PROVIDED TEXT –
There’s a walking and biking trail right below Frankford that will grow along the Delaware River in the next few years, members of the Frankford Civic Association were told last week.
Thomas Branigan, executive director of the Delaware River City Corporation, and DRCC outreach coordinator Alexia Sotirchos told civic association members that the Port Richmond trail runs over Allegheny Avenue from Richmond Street to Pulaski Park at Allegheny Avenue and the Delaware River and then up along the river to Lewis Street.
The trail’s 1.6 miles have been open since the end of October.
Branigan, a former Streets Department engineer, said he was looking forward to spring and he expected the trail’s use would increase.
“But people are using it already, even in the snow,” he said. “We see footprints in the snow.”
The trail will extend another mile up to Orthodox Street as the Delaware Avenue extension is completed. Groundbreaking for the roadway’s extension was last week.

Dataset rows
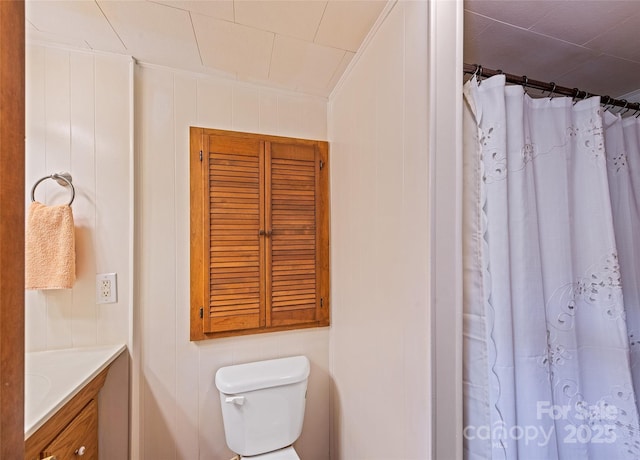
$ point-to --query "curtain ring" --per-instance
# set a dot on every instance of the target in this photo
(626, 103)
(553, 88)
(576, 91)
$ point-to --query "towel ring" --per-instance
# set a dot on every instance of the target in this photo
(63, 179)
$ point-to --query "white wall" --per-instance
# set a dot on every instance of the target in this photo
(380, 246)
(176, 410)
(77, 120)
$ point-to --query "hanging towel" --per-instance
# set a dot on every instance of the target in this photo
(50, 250)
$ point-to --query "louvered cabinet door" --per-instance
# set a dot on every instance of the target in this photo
(235, 170)
(293, 295)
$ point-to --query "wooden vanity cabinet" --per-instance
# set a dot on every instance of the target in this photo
(72, 432)
(79, 438)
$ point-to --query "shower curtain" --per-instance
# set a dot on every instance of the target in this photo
(551, 241)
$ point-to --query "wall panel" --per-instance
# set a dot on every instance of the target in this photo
(180, 408)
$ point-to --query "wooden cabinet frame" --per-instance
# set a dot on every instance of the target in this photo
(259, 233)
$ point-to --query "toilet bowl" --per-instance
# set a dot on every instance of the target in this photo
(263, 406)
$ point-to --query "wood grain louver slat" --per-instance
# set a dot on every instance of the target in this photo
(259, 233)
(234, 221)
(293, 216)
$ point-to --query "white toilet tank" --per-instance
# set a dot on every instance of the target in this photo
(263, 403)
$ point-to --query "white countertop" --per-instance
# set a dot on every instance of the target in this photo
(53, 377)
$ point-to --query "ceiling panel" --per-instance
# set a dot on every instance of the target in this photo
(622, 41)
(346, 23)
(587, 19)
(604, 75)
(521, 13)
(517, 51)
(300, 64)
(154, 33)
(219, 9)
(299, 19)
(254, 40)
(73, 22)
(233, 48)
(590, 45)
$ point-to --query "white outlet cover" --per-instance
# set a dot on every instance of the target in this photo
(106, 288)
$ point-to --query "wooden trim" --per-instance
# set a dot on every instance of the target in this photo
(39, 440)
(261, 137)
(323, 201)
(197, 233)
(12, 189)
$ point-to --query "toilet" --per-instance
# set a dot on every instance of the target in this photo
(263, 406)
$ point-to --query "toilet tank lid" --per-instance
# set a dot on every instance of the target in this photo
(241, 378)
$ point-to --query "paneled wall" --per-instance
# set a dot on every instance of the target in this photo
(78, 120)
(176, 408)
(380, 333)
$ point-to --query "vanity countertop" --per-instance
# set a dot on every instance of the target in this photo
(53, 377)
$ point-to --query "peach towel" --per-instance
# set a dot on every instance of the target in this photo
(50, 248)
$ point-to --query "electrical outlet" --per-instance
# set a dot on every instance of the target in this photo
(106, 288)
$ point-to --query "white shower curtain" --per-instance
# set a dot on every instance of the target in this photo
(547, 369)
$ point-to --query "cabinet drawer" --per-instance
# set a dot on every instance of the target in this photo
(81, 433)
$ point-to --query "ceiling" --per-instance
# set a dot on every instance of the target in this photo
(300, 45)
(590, 45)
(305, 45)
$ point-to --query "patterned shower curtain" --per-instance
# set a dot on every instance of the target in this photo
(551, 242)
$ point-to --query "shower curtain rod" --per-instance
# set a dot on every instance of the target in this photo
(551, 87)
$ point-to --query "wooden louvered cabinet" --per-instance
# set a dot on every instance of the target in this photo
(259, 233)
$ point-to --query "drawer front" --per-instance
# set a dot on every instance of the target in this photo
(79, 440)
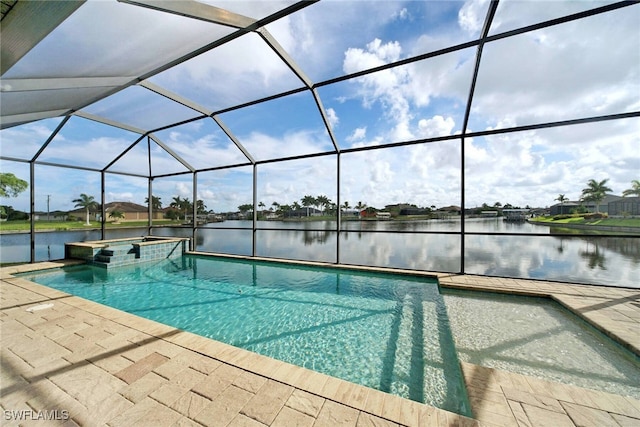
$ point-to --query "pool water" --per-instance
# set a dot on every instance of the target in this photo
(539, 338)
(383, 331)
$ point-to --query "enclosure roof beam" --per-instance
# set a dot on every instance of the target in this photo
(196, 10)
(325, 119)
(18, 119)
(106, 121)
(172, 153)
(27, 85)
(27, 23)
(233, 138)
(284, 56)
(174, 97)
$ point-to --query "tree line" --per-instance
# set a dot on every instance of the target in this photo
(325, 205)
(596, 191)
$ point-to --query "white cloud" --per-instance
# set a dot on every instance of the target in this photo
(436, 126)
(333, 118)
(471, 16)
(358, 134)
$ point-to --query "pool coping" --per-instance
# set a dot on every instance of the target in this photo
(491, 391)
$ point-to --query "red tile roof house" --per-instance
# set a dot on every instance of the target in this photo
(132, 212)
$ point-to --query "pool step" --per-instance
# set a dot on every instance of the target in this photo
(116, 255)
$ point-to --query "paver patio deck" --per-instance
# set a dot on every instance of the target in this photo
(87, 364)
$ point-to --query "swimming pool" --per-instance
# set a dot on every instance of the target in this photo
(384, 331)
(399, 334)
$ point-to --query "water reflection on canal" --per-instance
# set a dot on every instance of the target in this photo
(420, 245)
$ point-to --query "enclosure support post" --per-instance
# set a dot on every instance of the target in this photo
(32, 206)
(103, 218)
(194, 212)
(338, 212)
(255, 211)
(150, 205)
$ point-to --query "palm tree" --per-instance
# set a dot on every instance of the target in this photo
(561, 198)
(308, 201)
(182, 205)
(156, 204)
(86, 202)
(116, 215)
(634, 190)
(595, 192)
(323, 201)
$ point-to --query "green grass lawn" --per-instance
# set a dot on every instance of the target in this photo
(610, 222)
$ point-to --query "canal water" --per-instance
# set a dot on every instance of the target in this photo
(430, 245)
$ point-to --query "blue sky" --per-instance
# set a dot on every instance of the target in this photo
(559, 73)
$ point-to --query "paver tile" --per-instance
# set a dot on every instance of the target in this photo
(87, 383)
(368, 420)
(625, 421)
(250, 381)
(519, 414)
(211, 387)
(158, 416)
(143, 387)
(583, 416)
(539, 417)
(190, 404)
(543, 402)
(268, 401)
(305, 402)
(334, 414)
(168, 393)
(141, 368)
(288, 417)
(243, 421)
(134, 413)
(186, 422)
(225, 408)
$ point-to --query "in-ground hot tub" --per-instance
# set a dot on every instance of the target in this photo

TASK TO COMPLETE – Check each statement below against the article on the Port Richmond trail, answering yes or no and quoting the words that decide it. 1. The trail has been open since the end of October. 2. The trail is planned to reach Orthodox Street. 3. Groundbreaking for the roadway's extension is expected next spring.

OUTPUT FOR THIS EXERCISE –
1. Yes: "The trail’s 1.6 miles have been open since the end of October."
2. Yes: "The trail will extend another mile up to Orthodox Street as the Delaware Avenue extension is completed."
3. No: "Groundbreaking for the roadway’s extension was last week."